_TEXT SHOWN_
The enhanced transfer properties of mass and heat in a micro environment facilitate the chemical synthesis with improved efficiency and reproducibility. The superiority of microfluidic reaction with regard to precise synthetic-condition control, on-line sample characterization, as well as parallel operation has been demonstrated based on the study of CdSe, CdS, and so on .
In this study, a triple-ligand system (trioctylphosphine oxide–oleic acid–oleylamine) was designed to synthesize small sized CdSe NCs, and a capillary microreactor was set up to realize the controllable residence time. For the as-formed CdSe NCs, zinc diethyl dithiocarbamate was utilized as an environmental-benign ZnS source to synthesize CdSe/ZnS core-shell structures, and UV–Vis, PL, EDS, XRD, as well as HRTEM were utilized to characterize the formed NCs.
Cadmium oxide (CdO, SCR, 99.9%), selenium (Se, SCR, 99.5%), trioctylphosphine (TOP, Fluka, 90%), trioctylphosphine oxide (TOPO, Fluka, 98%), 1-octadecene (ODE, Fisher, 90%), oleic acid (OA, SCR, 90%), oleylamine (OLA, Fluka, 70%,), zinc diethyl dithiocarbamate (ZDC, Shanghai Dunhuang Chemical Plant, 99%) analytic grade methanol, and chloroform (SCR) were used directly without further processing.
UV–vis absorption spectra were measured at room temperature with a Cary 100 UV–vis spectrometer (Varian). PL spectra were acquired at room temperature with a Cary Eclipse spectrofluorometer on colloidal solutions with an optical density of less than 0.2 at the excitation wavelength (430 nm). PL quantum efficiency measurements were performed as described in Ref. , utilizing Rhodamine 6 G as a reference. Powder XRD measurements were performed on a D/max2550 X-ray diffraction system (Rigaku). Samples for XRD measurements were prepared by dropping a colloidal suspension of NCs in chloroform on a standard single crystal Si wafer and evaporating the solvent. A JEM-2100F high resolution transmission electron microscope (HRTEM) was used to evaluate the microstructures of the prepared NCs, and the sample was prepared by dipping an amorphous carbon–copper grid in a dilute chloroform dispersed NC solution, then the sample was left to evaporate at room temperature. Energy-dispersive spectrum (EDS) was acquired usinga scanning electron microscope (JSM-6360LV, JEOL) equipped with EDX (FALCON, EDAX, America).

_INFORMATION PROVIDED_

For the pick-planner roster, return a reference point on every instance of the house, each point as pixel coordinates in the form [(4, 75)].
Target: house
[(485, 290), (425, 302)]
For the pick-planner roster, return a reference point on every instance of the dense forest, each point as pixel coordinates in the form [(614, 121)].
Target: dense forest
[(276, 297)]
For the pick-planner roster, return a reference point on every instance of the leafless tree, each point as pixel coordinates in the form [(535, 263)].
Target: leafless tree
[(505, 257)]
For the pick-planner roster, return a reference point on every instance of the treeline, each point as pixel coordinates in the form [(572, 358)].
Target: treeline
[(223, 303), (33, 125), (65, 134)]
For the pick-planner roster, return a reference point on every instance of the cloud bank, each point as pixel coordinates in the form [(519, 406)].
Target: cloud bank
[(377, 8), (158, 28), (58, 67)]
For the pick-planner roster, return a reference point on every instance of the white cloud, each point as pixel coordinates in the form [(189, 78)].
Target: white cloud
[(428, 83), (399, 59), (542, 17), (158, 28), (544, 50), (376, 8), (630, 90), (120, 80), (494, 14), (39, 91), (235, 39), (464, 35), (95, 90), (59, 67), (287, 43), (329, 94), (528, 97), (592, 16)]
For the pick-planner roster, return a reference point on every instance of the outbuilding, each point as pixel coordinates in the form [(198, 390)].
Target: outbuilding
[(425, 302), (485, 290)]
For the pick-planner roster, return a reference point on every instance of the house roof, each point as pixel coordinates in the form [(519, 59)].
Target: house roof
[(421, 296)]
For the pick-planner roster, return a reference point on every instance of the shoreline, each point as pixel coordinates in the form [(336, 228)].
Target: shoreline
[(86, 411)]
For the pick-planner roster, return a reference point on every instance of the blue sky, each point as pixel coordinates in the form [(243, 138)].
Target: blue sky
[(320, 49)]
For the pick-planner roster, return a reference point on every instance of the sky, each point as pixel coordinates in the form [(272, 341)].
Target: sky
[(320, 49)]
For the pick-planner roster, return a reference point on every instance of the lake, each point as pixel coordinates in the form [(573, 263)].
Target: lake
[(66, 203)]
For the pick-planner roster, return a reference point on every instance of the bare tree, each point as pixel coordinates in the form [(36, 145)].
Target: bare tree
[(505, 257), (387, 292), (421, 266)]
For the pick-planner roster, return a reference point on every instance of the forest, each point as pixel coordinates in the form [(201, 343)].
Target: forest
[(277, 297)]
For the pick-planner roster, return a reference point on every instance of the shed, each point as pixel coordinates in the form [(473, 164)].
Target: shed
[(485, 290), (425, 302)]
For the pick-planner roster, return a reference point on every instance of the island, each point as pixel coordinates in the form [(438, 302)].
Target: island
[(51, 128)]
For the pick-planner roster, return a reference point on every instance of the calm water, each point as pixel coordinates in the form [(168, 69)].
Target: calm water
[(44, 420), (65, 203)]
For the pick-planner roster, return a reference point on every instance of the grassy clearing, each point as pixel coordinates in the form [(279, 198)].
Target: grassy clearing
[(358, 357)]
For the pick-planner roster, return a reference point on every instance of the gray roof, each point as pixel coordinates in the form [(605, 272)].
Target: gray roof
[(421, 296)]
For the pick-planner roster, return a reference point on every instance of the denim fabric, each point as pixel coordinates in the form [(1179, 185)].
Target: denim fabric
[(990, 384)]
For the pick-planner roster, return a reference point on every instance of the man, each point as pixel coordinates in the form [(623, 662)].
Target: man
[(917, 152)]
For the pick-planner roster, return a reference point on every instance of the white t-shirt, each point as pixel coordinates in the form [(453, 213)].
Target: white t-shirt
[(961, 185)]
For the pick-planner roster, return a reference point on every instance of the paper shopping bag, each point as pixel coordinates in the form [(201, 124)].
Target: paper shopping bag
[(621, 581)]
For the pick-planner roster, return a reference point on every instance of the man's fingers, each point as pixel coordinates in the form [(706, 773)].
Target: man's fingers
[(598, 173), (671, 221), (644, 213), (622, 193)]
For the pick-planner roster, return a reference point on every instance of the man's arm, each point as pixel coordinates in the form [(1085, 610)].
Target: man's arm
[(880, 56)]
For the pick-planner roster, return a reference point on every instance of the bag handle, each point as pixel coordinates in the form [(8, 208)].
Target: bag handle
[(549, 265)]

_PROBLEMS_
1. Retype the part of the CdSe nanocrystal text between "In this study, a" and "without further processing.", inclusive.
2. Decide whether each statement below agrees with the CdSe nanocrystal text. Answer yes or no for each, quoting the words of the text that decide it: (a) the UV–vis absorption spectra were measured at room temperature; (b) Rhodamine 6 G was used as the reference for the PL quantum efficiency measurements; (c) the chemicals were purified before use.
3. Carry on the CdSe nanocrystal text from its last sentence.

_OUTPUTS_
1.
In this study, a triple-ligand system (trioctylphosphine oxide–oleic acid–oleylamine) was designed to synthesize small sized CdSe NCs, and a capillary microreactor was set up to realize the controllable residence time. For the as-formed CdSe NCs, zinc diethyl dithiocarbamate was utilized as an environmental-benign ZnS source to synthesize CdSe/ZnS core-shell structures, and UV–Vis, PL, EDS, XRD, as well as HRTEM were utilized to characterize the formed NCs.
Cadmium oxide (CdO, SCR, 99.9%), selenium (Se, SCR, 99.5%), trioctylphosphine (TOP, Fluka, 90%), trioctylphosphine oxide (TOPO, Fluka, 98%), 1-octadecene (ODE, Fisher, 90%), oleic acid (OA, SCR, 90%), oleylamine (OLA, Fluka, 70%,), zinc diethyl dithiocarbamate (ZDC, Shanghai Dunhuang Chemical Plant, 99%) analytic grade methanol, and chloroform (SCR) were used directly without further processing.

2.
(a) Yes: "UV–vis absorption spectra were measured at room temperature with a Cary 100 UV–vis spectrometer (Varian)."
(b) Yes: "utilizing Rhodamine 6 G as a reference."
(c) No: "were used directly without further processing."

3.
Synthesis of CdSe NCs
In a typical synthesis, a Se stock solution was prepared by dissolving 79 mg of Se powder in 2 mL TOP. The obtained solution was further diluted with 2 mL ODE. Meanwhile, a suspension of 12.85 mg CdO, 0.25 mL OA, 2 mL OLA, and 1.75 mL ODE washeated at 150 °C with stirring to prepare a clear yellow cadmium precursor solution. Before being drawn into the syringes, the two stock solutions were thoroughly degassed. Details for the experiments can be found elsewhere .
Synthesis of CdSe/ZnS NCs
CdSe NCs were utilized as formed. Single-molecular ZDC (0.5 mmol) dissolved in TOP (2 mL), and OLA (2 mL) was chosen as S and Zn sources. The set-up exhibited in Fig. 1 was applied for the synthesis. During the operation, equal-volume solutions of CdSe and ZnS precursors were delivered by a syringe pump under the same flow rate; after being mixed by a convective micromixer, two stock solutions were entered into a heated PTFE capillary for the overcoating process.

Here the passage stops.